##### Brano citato #####
La notte degli zombie

di Jonathan Maberry - pagine 334 - euro 14,37 - Delos Books

Siamo nella piccola Contea di Stebbings, in Pennsylvania. L’agente Desdemona “Dez” Fox e il sergente JT Hammond sono chiamati ad intervenire per una banale effrazione in una camera mortuaria. Arrivano sul posto e si trovano invece di fronte a un’efferata scena del crimine; la situazione precipita ulteriormente quando una presunta vittima della follia omicida assale Dez.
Ben presto, anche gli altri cadaveri si rianimano per avventarsi sugli increduli agenti, nel frattempo accorsi in forze ma del tutto impreparati per affrontare questo vero e proprio incubo.
Nel frattempo, il giornalista Billy Trout, ex fiamma di Dex, viene a scoprire che il dottor Herman Volker ha ideato la più crudele delle punizioni per Homer Gibbon, un serial killer condannato a morte per iniezione letale. Secondo Volker, la pena di morte non era abbastanza per Gibbon, quindi all’insaputa di tutti ha provveduto ad iniettare nelle sue vene durante l’esecuzione il siero denominato “Lucifero 113”, destinato a prolungarne l’agonia nella bara, trasformandolo in una specie di zombie senziente.
#####
* Compito da svolgere
Riprendi la sinossi del romanzo La notte degli zombie subito dopo l'ultima frase e portala avanti.
##### Record elencati #####
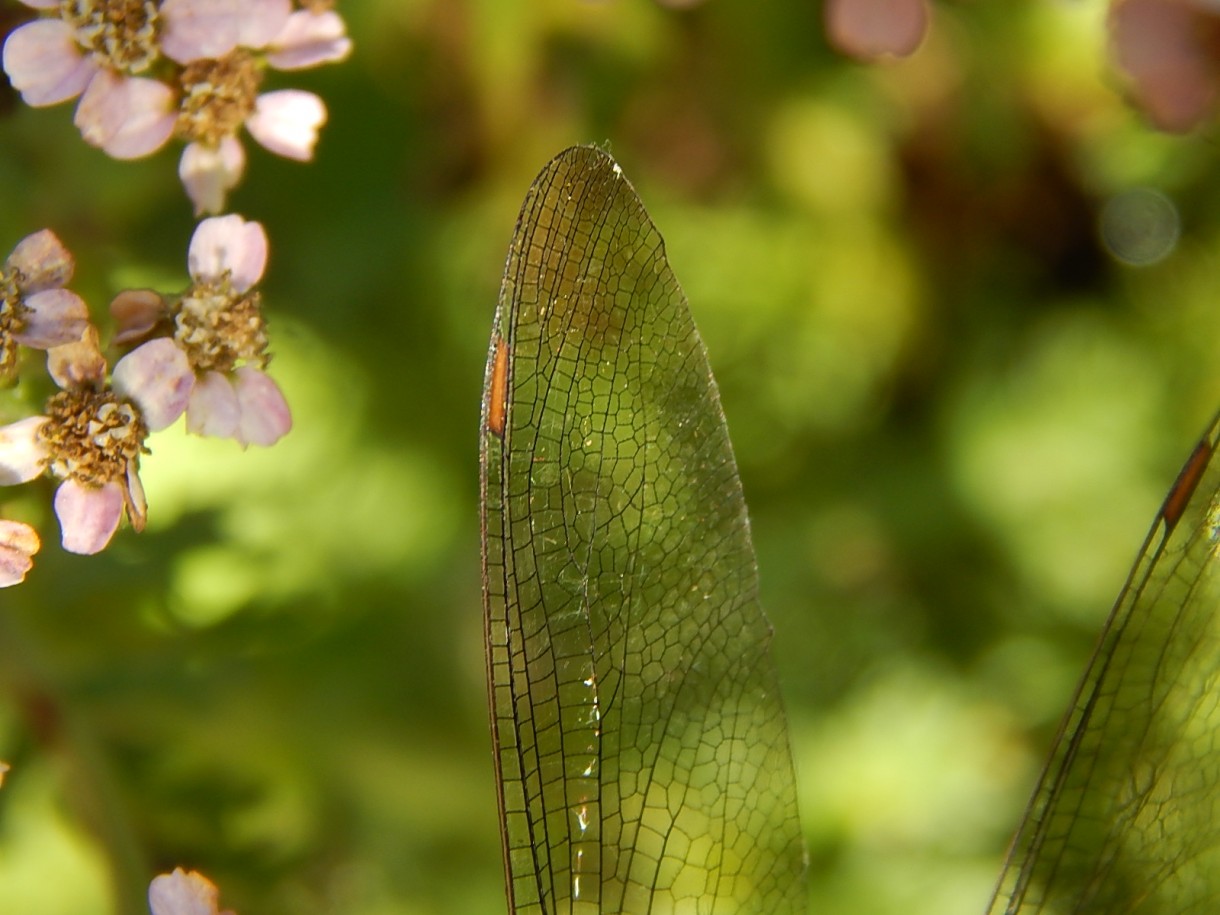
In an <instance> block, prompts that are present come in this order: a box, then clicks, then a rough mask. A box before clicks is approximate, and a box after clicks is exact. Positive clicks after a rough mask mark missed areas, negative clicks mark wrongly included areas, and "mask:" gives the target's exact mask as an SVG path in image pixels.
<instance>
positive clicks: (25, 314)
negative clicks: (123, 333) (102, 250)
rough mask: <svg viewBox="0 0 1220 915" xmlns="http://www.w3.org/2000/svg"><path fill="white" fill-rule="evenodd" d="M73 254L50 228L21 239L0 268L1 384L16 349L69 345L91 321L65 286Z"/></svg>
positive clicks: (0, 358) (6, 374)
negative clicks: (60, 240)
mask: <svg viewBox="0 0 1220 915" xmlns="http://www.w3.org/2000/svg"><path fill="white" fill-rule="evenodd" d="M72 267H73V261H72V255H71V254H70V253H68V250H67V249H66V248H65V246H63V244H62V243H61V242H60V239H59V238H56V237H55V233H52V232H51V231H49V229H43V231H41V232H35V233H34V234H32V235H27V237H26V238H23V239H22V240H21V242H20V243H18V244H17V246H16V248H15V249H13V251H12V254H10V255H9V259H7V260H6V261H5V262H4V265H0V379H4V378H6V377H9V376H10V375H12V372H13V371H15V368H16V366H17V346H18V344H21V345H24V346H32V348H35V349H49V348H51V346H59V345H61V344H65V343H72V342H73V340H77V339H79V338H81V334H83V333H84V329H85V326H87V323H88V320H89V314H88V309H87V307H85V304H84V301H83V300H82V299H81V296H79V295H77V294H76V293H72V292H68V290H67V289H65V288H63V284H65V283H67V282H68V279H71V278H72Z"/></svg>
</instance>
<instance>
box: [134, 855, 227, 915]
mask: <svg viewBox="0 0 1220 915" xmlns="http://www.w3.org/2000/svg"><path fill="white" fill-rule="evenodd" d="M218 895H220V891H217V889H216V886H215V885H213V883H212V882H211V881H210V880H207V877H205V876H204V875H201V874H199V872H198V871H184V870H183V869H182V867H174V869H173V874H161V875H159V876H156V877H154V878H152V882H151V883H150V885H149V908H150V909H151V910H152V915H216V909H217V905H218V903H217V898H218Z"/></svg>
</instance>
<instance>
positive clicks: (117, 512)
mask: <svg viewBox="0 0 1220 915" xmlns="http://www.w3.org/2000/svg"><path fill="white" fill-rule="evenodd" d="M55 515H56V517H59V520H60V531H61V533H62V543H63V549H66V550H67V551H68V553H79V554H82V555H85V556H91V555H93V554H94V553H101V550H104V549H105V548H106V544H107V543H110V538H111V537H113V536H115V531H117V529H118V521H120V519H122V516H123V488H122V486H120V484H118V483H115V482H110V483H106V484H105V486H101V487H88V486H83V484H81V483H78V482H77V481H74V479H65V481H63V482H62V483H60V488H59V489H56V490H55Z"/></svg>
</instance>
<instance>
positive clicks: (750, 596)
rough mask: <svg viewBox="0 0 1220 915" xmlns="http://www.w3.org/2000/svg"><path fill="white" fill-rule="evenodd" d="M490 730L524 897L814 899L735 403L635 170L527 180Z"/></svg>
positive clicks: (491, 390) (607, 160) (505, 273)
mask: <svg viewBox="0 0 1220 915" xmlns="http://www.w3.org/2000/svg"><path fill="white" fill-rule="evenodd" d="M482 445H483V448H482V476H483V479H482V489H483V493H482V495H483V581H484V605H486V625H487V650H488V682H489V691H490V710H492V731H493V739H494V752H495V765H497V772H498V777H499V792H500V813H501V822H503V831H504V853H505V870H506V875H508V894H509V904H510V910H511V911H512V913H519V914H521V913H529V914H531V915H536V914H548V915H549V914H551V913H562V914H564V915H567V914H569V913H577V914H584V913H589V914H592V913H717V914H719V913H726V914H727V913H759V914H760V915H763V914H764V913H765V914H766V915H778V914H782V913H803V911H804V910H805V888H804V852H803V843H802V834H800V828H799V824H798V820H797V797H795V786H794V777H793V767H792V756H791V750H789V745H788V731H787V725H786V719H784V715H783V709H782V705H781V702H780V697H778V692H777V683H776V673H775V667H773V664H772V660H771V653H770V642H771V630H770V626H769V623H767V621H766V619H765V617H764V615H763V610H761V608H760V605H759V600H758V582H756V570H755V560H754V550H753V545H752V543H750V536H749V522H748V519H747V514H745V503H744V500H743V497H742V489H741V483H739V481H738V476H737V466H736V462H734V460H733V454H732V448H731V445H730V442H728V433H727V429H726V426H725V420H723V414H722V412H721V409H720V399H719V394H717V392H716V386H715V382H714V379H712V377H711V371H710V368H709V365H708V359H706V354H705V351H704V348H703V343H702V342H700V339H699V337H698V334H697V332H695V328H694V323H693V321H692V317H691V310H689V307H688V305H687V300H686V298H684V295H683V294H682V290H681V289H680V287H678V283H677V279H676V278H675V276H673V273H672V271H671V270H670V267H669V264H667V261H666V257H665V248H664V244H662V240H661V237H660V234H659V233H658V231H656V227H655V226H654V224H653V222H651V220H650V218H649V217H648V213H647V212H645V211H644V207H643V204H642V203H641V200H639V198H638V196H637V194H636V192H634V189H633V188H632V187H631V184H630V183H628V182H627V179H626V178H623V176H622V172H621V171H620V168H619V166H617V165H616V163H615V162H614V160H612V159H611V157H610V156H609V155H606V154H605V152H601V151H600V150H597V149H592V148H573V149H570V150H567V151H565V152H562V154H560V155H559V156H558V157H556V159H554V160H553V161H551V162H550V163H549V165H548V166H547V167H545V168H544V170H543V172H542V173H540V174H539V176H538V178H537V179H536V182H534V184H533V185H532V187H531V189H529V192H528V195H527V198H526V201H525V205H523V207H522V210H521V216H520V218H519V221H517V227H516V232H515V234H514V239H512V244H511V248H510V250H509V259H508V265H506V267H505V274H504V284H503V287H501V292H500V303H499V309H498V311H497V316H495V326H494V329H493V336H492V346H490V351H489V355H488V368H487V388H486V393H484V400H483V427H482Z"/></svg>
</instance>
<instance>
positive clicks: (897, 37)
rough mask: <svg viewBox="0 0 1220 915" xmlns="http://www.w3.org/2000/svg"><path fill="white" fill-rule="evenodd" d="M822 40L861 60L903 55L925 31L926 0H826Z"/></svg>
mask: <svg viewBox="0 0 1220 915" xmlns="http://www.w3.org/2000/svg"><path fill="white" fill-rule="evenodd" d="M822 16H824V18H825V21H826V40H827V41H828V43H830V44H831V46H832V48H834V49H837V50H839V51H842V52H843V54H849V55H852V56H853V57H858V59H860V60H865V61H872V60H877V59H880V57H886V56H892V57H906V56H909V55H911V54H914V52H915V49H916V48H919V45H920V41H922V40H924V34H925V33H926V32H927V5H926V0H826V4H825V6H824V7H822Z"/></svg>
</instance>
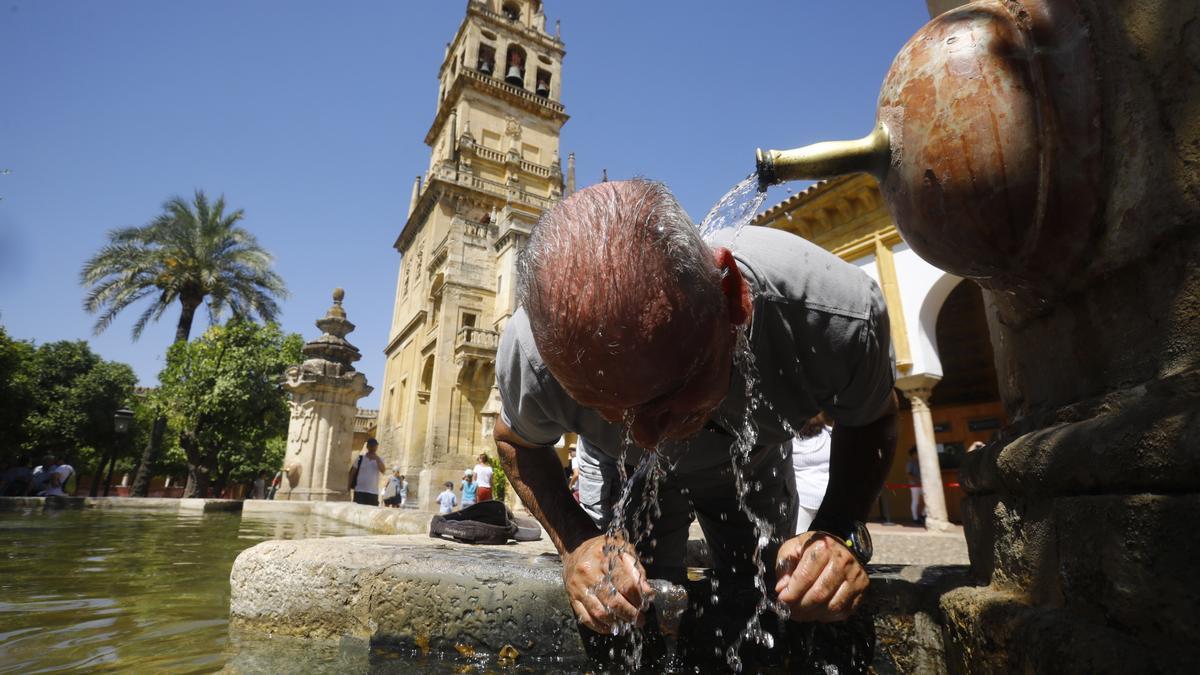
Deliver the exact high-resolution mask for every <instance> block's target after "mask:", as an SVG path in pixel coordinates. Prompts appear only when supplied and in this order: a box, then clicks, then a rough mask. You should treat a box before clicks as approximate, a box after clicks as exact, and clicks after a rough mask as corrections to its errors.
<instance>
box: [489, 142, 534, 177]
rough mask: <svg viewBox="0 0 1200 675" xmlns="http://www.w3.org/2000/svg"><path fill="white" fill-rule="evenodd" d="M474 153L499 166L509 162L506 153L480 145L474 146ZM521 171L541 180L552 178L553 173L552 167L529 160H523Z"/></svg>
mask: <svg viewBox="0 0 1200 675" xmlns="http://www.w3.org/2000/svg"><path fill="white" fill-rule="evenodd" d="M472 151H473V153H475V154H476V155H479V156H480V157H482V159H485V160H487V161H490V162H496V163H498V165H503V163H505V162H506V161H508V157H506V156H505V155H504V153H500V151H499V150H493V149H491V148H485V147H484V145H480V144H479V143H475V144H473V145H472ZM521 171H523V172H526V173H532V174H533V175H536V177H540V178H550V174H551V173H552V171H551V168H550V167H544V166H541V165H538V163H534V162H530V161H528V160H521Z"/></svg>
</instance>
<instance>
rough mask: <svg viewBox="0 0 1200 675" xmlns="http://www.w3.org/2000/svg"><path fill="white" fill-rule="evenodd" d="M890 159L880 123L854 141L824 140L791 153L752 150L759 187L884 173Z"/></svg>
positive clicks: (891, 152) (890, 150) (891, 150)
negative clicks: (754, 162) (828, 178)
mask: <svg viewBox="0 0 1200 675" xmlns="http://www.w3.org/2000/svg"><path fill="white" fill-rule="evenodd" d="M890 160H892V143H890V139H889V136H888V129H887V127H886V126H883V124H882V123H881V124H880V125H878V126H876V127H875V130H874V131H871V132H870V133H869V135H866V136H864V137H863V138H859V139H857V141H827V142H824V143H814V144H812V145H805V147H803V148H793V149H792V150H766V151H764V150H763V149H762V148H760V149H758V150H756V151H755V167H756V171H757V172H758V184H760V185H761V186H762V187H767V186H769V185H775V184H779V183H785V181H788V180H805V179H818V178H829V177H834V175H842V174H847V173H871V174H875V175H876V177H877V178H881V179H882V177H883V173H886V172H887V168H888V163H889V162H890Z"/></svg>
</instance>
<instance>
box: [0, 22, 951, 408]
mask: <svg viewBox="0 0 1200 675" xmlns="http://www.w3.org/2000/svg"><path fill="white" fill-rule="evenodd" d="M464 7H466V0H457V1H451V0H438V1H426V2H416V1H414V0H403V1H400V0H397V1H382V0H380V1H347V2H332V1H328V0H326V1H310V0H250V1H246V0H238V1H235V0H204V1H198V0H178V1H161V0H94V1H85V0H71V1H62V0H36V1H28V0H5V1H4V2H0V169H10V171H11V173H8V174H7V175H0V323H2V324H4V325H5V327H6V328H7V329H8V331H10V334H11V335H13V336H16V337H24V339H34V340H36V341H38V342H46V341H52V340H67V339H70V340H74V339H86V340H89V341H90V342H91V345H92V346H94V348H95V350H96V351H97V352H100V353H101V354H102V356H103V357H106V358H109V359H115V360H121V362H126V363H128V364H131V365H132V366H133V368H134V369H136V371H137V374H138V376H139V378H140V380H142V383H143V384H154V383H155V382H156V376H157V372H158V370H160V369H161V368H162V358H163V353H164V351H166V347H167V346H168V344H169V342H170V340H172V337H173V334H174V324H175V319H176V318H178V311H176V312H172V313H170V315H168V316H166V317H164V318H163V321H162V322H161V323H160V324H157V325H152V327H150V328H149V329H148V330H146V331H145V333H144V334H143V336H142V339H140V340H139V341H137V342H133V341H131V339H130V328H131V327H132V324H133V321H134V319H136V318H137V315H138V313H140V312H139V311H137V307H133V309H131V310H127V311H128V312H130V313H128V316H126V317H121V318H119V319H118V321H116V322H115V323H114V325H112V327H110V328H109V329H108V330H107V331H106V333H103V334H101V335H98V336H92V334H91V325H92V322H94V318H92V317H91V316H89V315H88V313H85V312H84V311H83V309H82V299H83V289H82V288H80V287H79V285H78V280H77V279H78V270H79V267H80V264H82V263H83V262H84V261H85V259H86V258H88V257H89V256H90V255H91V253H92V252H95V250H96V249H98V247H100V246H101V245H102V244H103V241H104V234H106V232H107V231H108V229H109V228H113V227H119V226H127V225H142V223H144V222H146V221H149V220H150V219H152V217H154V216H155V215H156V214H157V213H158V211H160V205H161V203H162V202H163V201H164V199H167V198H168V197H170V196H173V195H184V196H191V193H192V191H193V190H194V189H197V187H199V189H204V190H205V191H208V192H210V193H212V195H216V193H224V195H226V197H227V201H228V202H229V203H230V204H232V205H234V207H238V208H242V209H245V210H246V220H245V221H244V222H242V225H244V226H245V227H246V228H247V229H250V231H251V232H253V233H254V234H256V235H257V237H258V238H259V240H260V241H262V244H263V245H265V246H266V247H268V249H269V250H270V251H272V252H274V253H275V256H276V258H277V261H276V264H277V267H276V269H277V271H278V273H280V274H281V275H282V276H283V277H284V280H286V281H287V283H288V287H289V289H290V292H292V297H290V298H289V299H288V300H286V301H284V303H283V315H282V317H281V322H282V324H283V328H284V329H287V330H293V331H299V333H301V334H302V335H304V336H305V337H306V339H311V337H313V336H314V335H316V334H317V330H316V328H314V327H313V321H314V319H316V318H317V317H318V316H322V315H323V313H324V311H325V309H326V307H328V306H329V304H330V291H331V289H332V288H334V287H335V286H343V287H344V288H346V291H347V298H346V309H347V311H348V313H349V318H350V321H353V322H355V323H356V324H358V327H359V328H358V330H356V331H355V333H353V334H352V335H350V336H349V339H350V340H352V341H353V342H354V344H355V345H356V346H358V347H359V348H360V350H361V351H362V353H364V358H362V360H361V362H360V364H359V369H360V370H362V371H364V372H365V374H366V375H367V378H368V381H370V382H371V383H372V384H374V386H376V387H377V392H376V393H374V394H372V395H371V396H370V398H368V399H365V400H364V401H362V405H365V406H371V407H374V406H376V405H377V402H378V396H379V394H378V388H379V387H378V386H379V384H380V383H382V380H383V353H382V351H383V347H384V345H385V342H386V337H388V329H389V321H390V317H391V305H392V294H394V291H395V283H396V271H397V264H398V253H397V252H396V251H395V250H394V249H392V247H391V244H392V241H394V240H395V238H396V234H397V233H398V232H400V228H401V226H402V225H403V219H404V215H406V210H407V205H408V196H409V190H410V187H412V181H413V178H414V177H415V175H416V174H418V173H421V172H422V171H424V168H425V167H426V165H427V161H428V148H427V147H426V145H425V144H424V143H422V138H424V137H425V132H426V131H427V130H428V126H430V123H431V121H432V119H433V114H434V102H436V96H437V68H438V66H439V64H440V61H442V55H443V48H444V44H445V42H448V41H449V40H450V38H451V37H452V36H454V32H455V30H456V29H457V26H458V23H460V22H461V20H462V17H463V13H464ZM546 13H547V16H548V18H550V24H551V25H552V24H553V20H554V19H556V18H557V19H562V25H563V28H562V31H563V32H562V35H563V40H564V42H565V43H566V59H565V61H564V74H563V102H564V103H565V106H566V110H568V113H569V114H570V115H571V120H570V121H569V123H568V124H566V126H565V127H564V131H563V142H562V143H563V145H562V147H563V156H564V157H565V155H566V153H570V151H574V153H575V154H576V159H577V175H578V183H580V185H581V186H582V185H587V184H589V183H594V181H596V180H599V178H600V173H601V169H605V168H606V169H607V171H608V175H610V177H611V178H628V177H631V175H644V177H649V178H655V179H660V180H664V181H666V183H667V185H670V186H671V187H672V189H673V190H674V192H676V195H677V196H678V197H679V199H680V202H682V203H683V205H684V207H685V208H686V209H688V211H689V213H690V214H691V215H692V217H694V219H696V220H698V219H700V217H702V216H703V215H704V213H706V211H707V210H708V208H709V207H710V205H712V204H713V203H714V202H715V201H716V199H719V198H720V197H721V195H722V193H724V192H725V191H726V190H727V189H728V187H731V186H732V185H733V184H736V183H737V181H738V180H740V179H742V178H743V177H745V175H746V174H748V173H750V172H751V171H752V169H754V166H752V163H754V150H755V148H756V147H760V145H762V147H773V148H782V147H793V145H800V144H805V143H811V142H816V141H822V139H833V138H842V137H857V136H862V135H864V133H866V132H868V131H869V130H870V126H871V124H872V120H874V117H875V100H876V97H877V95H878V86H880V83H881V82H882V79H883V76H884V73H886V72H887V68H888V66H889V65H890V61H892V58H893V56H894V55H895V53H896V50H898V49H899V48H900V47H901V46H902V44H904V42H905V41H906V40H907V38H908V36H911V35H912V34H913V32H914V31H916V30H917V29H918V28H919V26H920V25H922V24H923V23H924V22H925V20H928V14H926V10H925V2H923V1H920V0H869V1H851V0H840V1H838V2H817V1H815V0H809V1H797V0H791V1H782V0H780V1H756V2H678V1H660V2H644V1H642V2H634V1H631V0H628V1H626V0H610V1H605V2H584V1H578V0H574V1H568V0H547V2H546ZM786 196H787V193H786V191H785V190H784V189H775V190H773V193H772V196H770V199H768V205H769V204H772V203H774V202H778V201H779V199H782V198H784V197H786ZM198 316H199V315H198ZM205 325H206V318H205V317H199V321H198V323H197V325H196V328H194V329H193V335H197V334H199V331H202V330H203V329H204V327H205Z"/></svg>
#####
* Risposta
Il cadavere di Gibbon, inaspettatamente reclamato per la sepoltura, si è risvegliato proprio mentre l’impresario Lee Hartnup lo stava preparando nella camera mortuaria.
Se il libro vuole essere un omaggio a Romero, come dichiarato dallo stesso autore, in esso viene introdotta una novità di assoluto spessore: viene infatti ridefinita la figura stessa dello zombie, e questo già nelle prime pagine del libro. Se lo zombie è sempre stato visto come una creatura priva della seppur minima volontà e spinta unicamente dalla fame inestinguibile, l’autore introduce una condizione di consapevolezza ben più terribile della morte. Lee Hartnup è tra i primi contagiati, vaga trasformato in zombie insieme agli altri suoi simili, ma la coscienza delle proprie azioni è rimasta inalterata, essendogli invece negato il controllo del corpo. Diventa così egli stesso il primo testimone delle proprie efferatezze, nulla potendo fare per impedirle e desiderando ogni istante la morte definitiva. Il lettore si chiede, insieme allo sventurato Lee Hartnup, se questa impotente lucidità sia condivisa anche dagli altri sventurati “uomini vuoti”.
Restando in tema di protagonisti zombie, lo stesso Homer Gibbon, destinato a consumarsi lentamente nella tomba e sventuratamente tornato in vita, proprio in quanto “paziente zero” ha mantenuto un distorto raziocinio, ma anche il pieno controllo completo delle proprie azioni. Nel suo delirio, comprende di essere un morto vivente, ma allo stesso tempo si ritiene un prescelto dall’entità oscura che lo ha sempre guidato nei suoi crimini.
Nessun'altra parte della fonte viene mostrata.